= STATED GOAL =
Pick out every line in the material below that contains the string "Target", and copy each of those lines in full.

= TASK INPUT =
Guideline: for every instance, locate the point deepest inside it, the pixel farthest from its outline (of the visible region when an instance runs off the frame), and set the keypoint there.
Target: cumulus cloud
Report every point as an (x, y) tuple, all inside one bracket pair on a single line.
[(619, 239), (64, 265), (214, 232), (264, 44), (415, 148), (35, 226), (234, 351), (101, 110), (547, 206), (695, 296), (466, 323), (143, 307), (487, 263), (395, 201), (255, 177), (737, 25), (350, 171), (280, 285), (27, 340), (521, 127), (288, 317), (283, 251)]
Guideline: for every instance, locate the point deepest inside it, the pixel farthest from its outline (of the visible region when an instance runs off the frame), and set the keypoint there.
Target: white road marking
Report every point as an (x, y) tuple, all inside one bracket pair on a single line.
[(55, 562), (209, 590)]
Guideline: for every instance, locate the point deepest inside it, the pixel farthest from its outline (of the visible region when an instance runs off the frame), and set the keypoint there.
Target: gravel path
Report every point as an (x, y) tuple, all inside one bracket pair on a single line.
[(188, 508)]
---
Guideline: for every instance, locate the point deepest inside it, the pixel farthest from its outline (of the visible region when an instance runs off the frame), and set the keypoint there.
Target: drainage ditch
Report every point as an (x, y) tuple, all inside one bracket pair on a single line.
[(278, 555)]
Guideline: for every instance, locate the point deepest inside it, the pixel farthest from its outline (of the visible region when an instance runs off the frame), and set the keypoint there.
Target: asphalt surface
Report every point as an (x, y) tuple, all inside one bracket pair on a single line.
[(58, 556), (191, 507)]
* * *
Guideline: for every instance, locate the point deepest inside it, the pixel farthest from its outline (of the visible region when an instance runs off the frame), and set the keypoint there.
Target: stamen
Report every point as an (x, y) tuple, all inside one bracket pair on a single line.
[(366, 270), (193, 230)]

= RESPONSE BELOW =
Target: cumulus cloud
Target: white road marking
Target: gravel path
Target: drainage ditch
Target: asphalt surface
Target: stamen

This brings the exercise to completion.